- REQUIRED WORK -
Each entry here needs to be set down again exactly, please; pictures are left out.

- EXCERPTED RECORDS -
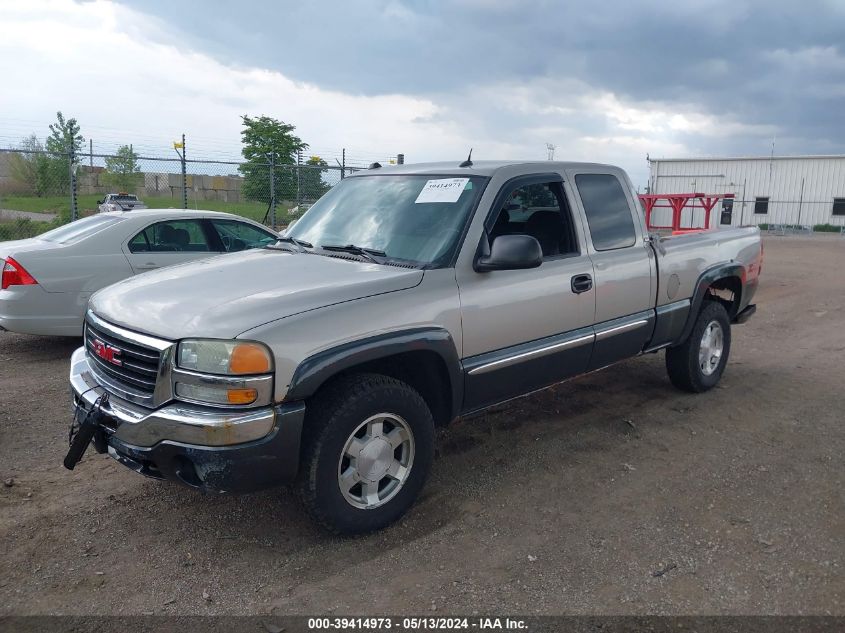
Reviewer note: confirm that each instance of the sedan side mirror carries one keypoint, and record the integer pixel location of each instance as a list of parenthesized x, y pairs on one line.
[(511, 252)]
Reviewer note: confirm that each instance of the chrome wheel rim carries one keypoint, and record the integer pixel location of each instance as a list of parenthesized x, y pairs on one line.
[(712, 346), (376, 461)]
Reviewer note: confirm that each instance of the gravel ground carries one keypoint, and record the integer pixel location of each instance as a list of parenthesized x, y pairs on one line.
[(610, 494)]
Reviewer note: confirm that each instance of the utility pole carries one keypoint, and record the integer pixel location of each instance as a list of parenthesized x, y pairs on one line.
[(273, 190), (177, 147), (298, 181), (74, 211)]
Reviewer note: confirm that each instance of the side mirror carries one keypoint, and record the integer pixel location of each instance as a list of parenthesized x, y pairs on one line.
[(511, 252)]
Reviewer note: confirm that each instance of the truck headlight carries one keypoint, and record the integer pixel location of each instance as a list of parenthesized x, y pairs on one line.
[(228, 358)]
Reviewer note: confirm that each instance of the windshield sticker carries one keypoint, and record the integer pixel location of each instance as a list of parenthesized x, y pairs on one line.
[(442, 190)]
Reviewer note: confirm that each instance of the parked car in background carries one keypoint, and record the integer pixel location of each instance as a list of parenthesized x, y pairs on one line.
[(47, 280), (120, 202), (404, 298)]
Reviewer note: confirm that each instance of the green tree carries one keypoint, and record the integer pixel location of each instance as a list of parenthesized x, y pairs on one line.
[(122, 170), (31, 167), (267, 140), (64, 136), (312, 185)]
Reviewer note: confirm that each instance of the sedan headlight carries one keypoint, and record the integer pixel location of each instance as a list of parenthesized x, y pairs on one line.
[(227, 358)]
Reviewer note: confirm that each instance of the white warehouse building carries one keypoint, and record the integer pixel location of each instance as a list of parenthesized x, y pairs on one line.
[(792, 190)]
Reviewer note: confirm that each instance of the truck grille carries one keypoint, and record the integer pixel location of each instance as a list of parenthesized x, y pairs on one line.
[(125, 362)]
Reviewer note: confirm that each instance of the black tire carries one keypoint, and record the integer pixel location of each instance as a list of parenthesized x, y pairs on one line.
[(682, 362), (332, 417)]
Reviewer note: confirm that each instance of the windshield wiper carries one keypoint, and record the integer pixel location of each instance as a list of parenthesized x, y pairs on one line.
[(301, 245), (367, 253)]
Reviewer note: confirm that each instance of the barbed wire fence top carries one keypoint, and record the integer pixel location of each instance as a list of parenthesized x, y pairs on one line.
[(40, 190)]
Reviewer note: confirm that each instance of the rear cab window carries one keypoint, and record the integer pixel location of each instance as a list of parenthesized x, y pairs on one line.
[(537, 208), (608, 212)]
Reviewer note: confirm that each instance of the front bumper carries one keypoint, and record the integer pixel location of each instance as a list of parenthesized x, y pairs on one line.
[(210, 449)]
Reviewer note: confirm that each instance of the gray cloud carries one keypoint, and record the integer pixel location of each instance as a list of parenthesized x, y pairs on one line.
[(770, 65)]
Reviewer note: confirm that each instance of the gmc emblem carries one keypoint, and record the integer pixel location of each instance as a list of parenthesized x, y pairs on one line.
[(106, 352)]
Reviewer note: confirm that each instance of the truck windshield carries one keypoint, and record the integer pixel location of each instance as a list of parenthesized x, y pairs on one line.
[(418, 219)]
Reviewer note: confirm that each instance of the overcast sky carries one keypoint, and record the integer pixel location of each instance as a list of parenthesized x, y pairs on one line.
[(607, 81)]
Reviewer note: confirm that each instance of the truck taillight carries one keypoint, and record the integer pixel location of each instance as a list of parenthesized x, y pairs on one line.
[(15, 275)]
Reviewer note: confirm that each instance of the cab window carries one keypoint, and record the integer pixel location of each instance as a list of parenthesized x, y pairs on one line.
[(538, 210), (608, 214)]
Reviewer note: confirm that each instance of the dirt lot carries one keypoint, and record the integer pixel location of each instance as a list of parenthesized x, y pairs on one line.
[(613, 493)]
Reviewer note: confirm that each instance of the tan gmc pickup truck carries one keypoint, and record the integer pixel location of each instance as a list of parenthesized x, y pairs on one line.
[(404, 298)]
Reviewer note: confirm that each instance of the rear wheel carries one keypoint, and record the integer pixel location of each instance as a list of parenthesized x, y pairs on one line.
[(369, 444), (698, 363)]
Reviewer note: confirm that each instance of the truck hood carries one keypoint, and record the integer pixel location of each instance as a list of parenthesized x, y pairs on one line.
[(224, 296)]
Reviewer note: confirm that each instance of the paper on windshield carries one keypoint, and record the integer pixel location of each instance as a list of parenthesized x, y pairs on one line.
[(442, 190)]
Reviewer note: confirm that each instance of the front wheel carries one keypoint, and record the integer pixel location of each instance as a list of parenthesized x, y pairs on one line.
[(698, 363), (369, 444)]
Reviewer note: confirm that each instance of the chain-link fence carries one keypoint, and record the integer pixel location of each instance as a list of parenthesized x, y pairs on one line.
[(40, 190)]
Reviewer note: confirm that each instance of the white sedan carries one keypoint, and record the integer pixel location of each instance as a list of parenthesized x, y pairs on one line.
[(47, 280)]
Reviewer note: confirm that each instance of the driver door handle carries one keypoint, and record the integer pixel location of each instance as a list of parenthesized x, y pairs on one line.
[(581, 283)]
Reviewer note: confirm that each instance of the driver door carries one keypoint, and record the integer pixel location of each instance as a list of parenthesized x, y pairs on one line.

- WORKED ANSWER -
Reviewer note: confirm that each instance of the sedan side mirror carries one keypoint, and record the integer pixel location of each instance as a list of parenthesized x, y pairs on one line.
[(511, 252)]
Reviewer note: confirm that each instance of the chrome wheel rim carries one keypoint, and record the integer pixel location of each instance as a list of parenthesized x, y pairs on one line.
[(712, 346), (376, 461)]
Reviewer note: confirm that each instance of the gravel ground carries one keypoint, and record the integer pixel location of each instance as a list of parenthesized x, y pairs on one line.
[(610, 494)]
Reviewer note: confirm that each instance of the utility pole carries one keypoint, and record the integer pixel location of each instance as a list of parenthesized x, y pairs on one line.
[(273, 190), (177, 147), (298, 181), (74, 211)]
Reviewer note: confirm that each instance of the side mirror carries one keypoint, and record the integer pixel location of each instance as a list of parenthesized x, y pairs on one line.
[(511, 252)]
Reviewer note: confirm that each instance of the truck headlight carries one keypoint, and record the integer pixel location of each instance as a list of parenthesized x, y pairs on one line.
[(228, 358)]
Reviewer note: confirm that each instance of the windshield sticker carries one keypoint, and record the integer pixel location of each instance as a list of parenthesized x, y pairs on one line.
[(442, 190)]
Reviewer note: confirm that each instance of the parked car in background carries one keypoint, and record the integer pixel location of each instance as a list of parenthesized x, y pairs on one line.
[(47, 280), (120, 202), (404, 298)]
Reviewer note: confirm that each instance of the green tree carries one keypoint, and record the integer pixel location of each instance as a list of parenthesized x, y pairs on one line.
[(122, 170), (31, 167), (267, 140), (64, 136), (312, 185)]
Reviewer note: confirm that each instance of the sedan headlight carries one keypoint, and record the integer pixel location of each instance as a list of parenthesized x, y pairs on one line.
[(227, 358)]
Reviewer note: confirm that each instance of the white warehouse building carries one keypoint, and record the integer pixel location of each instance as a list of parenthesized x, y pairs on one line.
[(792, 190)]
Reviewer note: confirm that each instance of the truck grille carries one keypoint, and record the integer pixel location of each instance as a list of parenthesized x, y pairs on one line.
[(125, 362)]
Reviewer note: confirm that each instance of the black tire carries one keypoint, and record the integer pixel location of each instance as a list of parenthesized x, y pairs on one line.
[(682, 362), (332, 417)]
Reviewer note: confirm that each instance of the windshield wiper carries one keypoint, and record the integer pixel location of each instance as a list of parenthesized x, y pairs on one line.
[(301, 245), (367, 253)]
Reviewer note: confirm that each instance of the barbed wire fence top carries one keypoint, and record the integer pixel location of each instance as a list of parenthesized x, y pairs on one line.
[(40, 190)]
Reviewer note: confirm that each instance of the rear cab window carries one keypoint, and record the integer pixel location of each instance as a list of parenthesized x, y pairs on one line.
[(537, 208), (608, 212)]
Reviewer note: confirm that each instance of the front bumper carries one keypoint, and record the integer pixel location of each instance as a list of parenthesized x, y pairs on one line.
[(210, 449)]
Reviewer note: confirm that each instance of the gray cloud carries one keypoint, and record the integer pixel location of each instance as a list of parenthesized x, y pairs on one line.
[(770, 65)]
Reviewer note: confirm that each instance of the gmc emblem carries one keypoint, and record the integer pixel location of each instance as a list of parenthesized x, y pairs on one line.
[(106, 352)]
Reviewer note: confirm that each instance of the truck windshield carries one keypoint, and record the integer pixel location of each instance as a list of parenthesized x, y pairs on one line.
[(418, 219)]
Reviewer note: confirm that each instance of the overcast sky carries one keypoint, and record the integer pixel location of each instance as a list of parenthesized x, y pairs on one line.
[(607, 81)]
Reviewer note: confirm that each instance of the truck taillight carries one keypoint, and record the integer pixel location of each instance as a list of parenthesized x, y pairs on one line.
[(15, 275)]
Reviewer note: confirm that each instance of the cab window carries one keypoint, and record the integer pixel location of each instance as a list of parenthesized x, y pairs on one line.
[(538, 210), (608, 214)]
Reviewer note: confirm that each instance of the dirt lot carries one keypoint, and record the integer pixel location of each instance as a list of parenthesized x, y pairs on one line.
[(613, 493)]
Reviewer note: confirm that each instance of the tan gmc pickup truck carries one keypoint, and record the integer pixel location of each instance as a list of parenthesized x, y pairs on one line.
[(404, 298)]
Reviewer note: confirm that each instance of the rear wheel carries one keypoint, and record the integer pixel location of each instance as a list of parenthesized x, y pairs on one line.
[(369, 444), (698, 363)]
Reviewer note: confirm that each instance of the truck hood carries one keypoint, and record the integer pixel location of each instance as a list of parenthesized x, y pairs on one line.
[(224, 296)]
Reviewer note: confirm that each instance of the paper on windshield carries one keypoint, and record the integer pixel location of each instance as a list of parenthesized x, y pairs on one line.
[(442, 190)]
Reviewer note: confirm that each instance of the front wheel carries one keypoint, and record the integer pixel location of each instance as a list of parenthesized x, y pairs on one line.
[(698, 363), (369, 444)]
Reviewer note: confirm that each instance of the chain-link fence carries one keypoint, and record the integer pixel location of each instance as a list of parenthesized x, y pairs on one line.
[(40, 190)]
Reviewer note: confirm that each instance of the white sedan carries one keypoint, and record the integer pixel location of each instance as a list of parenthesized x, y pairs on one line.
[(47, 280)]
Reviewer note: confirm that each instance of the driver door handle carries one keypoint, and record the integer pixel location of each instance as a list of parenthesized x, y pairs on one line.
[(581, 283)]
Reviewer note: confirm that each instance of the driver door carries one keypoint, and record the integer pixel location of each instance as a list of parenthesized x, y pairs on one line.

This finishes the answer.